TASK:
Retype the material in full, keeping every word the same.

--- Start DATA SUPPLIED ---

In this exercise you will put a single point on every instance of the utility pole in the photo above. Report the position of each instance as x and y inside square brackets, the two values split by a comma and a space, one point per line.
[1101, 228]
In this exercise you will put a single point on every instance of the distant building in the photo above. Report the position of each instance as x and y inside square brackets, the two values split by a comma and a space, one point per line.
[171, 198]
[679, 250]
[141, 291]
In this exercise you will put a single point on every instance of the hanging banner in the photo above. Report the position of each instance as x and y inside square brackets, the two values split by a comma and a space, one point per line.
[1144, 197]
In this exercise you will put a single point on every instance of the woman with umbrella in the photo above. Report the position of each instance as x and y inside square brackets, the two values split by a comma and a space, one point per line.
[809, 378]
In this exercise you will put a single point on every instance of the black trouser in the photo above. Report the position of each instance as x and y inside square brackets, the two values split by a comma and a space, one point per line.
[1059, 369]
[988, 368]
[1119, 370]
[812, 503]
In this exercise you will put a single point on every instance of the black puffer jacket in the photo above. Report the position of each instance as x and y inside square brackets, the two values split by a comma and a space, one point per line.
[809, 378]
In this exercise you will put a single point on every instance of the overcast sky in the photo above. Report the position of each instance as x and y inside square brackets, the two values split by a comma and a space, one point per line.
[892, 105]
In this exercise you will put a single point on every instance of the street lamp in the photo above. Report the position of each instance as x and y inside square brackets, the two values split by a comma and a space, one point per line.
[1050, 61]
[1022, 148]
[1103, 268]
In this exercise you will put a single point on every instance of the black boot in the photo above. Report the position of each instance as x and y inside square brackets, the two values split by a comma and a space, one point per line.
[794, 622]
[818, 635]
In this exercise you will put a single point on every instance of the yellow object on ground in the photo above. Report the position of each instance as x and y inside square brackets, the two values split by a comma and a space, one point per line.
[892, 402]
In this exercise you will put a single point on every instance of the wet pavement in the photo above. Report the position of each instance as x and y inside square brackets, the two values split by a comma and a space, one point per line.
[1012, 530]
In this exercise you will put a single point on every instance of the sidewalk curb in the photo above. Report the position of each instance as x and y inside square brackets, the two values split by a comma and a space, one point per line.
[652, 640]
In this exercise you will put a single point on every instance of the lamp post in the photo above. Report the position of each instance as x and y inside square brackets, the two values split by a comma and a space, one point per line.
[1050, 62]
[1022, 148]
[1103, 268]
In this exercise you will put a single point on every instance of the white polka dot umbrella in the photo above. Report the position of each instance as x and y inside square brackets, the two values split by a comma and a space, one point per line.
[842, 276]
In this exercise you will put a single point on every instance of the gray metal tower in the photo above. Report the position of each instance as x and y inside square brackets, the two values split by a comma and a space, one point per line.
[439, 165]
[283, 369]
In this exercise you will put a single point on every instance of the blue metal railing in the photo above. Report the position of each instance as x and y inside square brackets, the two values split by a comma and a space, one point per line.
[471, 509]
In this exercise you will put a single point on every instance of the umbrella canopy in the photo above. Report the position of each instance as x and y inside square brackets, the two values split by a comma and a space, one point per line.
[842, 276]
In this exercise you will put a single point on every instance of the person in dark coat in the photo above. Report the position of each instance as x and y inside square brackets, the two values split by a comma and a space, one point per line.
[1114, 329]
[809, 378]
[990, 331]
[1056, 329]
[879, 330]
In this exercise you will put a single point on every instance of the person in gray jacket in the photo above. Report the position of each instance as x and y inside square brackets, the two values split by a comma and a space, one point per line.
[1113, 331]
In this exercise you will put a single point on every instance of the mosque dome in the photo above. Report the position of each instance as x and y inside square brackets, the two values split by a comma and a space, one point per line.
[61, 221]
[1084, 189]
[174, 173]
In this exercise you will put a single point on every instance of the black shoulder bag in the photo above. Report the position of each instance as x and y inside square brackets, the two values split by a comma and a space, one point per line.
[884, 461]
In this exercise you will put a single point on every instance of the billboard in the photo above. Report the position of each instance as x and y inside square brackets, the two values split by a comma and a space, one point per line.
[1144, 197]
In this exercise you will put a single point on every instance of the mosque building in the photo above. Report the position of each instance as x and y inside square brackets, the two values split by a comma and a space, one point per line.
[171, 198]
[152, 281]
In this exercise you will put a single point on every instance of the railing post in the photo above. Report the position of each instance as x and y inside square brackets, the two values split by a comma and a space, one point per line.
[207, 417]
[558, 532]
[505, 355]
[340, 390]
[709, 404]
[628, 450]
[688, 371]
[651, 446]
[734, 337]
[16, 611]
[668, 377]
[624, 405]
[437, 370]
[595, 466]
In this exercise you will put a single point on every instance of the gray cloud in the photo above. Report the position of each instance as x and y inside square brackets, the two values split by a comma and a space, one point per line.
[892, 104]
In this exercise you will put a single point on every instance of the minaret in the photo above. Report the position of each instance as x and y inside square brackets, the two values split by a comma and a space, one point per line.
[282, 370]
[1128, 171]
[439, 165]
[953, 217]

--- End DATA SUPPLIED ---

REPLY:
In this exercise you will put a single point on every instance of the utility pole in the photo above. Report the position of each instance as x and y inside square brackets, the two values split by a comma and a space, one point per line.
[1101, 228]
In this exercise you will put a single point on every instance of the distant building in the photo above. Report the position of each instance as x and y inside square brackets, the two values split by a comma and a space, one point per line.
[171, 198]
[679, 250]
[141, 291]
In this exercise you will put a single point on every instance of the hanging banner in the photo above. Report the position of each instance as x and y inside square brackets, the two values split by a comma and a space, one point per line.
[1144, 197]
In this exercise you will put a single point on every instance of the woman with umbrella in the photo above. Report the position of each instance as x and y inside square brackets, the two values split by a comma and a space, one point per line.
[809, 378]
In this exercise you will put a single point on every instance of the black trouser in the photo above. Report the position of each instance as x and y inside square brackets, the two values split by a comma and a space, one point per line.
[1059, 369]
[988, 368]
[1119, 370]
[812, 503]
In this exercise you will put a single point on every instance of the black puffer jacket in the photo above. Report the position of each instance as x and y inside square brackets, the two values split by a comma and a space, one point per line.
[809, 378]
In this exercise you will put a single point on every instance of the overcast sky in the photo above. Report the position of each instance as x and y inside square brackets, the two values split by a comma and a space, one point per line.
[892, 105]
In this exercise you will put a single point on every instance of the street lamp in the photo above. Report the position of each instance as x and y inside square brackets, the two values split by a comma and a space, one point per line.
[1050, 61]
[1022, 148]
[1103, 268]
In this exercise you will put a single point on every instance of the black boot in the photo above. Report the position of each instance as x and y inside square brackets, the two values split by a comma and a space, one point per line.
[794, 622]
[818, 635]
In this exercise you will put a single point on every instance of the yellow object on ground in the photo above. Report the position of each instance as x and y inside square brackets, the two values split by a comma and a space, one point per line.
[892, 402]
In this exercise you will put a single point on every instance of the wet pavement in the photo above. Report the position of each instance as x and y inside square brackets, the two values split by a comma and a space, one point per line.
[1012, 530]
In this exercise you will put a single point on every instance of the sidewalk curb in the photo above. Report the position of each instance as x and y inside square brackets, the two values split by a comma and a space, one point per line.
[652, 640]
In this exercise you will put a single point on every instance of the lamp post in the photo above. Report the position of each instance as x and y inside square brackets, the two values split by a comma and a space, one point per line.
[1050, 62]
[1022, 148]
[1103, 268]
In this exercise you will put a single point on every instance of the white polka dot umbrella in the photo above. Report the position of each instance as x and y inside square brackets, the two values split by a comma and a space, one point per line.
[842, 276]
In this exercise you will put a single point on every instance of the gray metal tower in the photo above. Report the position of each instance as x and y inside square brackets, the two values split by a comma and a space, one point per line.
[439, 165]
[283, 369]
In this exercise you will put a single point on every instance of the blue metal railing in the photo above. Report the position of each instance as x and y inside square brackets, the two values split by a comma and a space, one point per line.
[471, 509]
In this exercise you will put a single point on every instance of the umbrella canopy in the photo above. Report the position of each instance as x and y inside square brackets, the two values split by a comma and a space, one point per line.
[842, 276]
In this exercise you will put a single point on every instance of the person in dark coat in the photo above. Report the position of each instance as x and y inside square brackets, the two values split by a comma and a space, one point per line.
[1114, 329]
[809, 378]
[990, 331]
[1056, 329]
[879, 330]
In this exercise you will put a single point on every instance of the person in gray jacket in the photo above. Report the position of each instance as x and y inside square brackets, the two values split by a comma and a space, one point per line.
[1113, 331]
In this exercise you will put a single point on every instance of the mosque dome in the photo above. Report the position of each instance as x and y inside square brackets, the two values split by a comma and a space, one point per line.
[61, 221]
[1084, 189]
[174, 173]
In this exercise you will put a single point on every instance of the black shoulder bag in the photo above. Report the position of each instance as x and y inside square brackets, the two values split by a comma and a space, one point per line.
[884, 461]
In this exercise you will put a single point on every instance of the billboard in the photo above. Report the position of each instance as x and y inside square brackets, the two values split by a comma and a space, one point per line.
[1144, 197]
In this exercise you will put a single point on every instance of the mosque building in the photo above. Report the position of each instance as x and y inside square brackets, the two values split by a comma and a space, one point per line.
[171, 198]
[152, 281]
In this exercise you will put a single point on every instance of the railing post in the photo above. Report the position of each instance as x and y inside square brackets, the two values split by a comma and a space, one point per line.
[207, 417]
[558, 532]
[505, 355]
[340, 390]
[709, 404]
[628, 450]
[688, 371]
[651, 446]
[734, 337]
[16, 611]
[668, 377]
[624, 405]
[437, 370]
[595, 466]
In this exercise you will put a single point on every instance of the gray cloud in the photo above. Report the position of each instance as x and y inside square brackets, the two values split by a comma and a space, one point per line.
[892, 104]
In this exercise you will put a single point on every instance of the minaret in the photo above. Report the position of each instance as x and y inside square brackets, the two values split by a comma and a space, one point per line.
[282, 370]
[1128, 171]
[439, 165]
[953, 217]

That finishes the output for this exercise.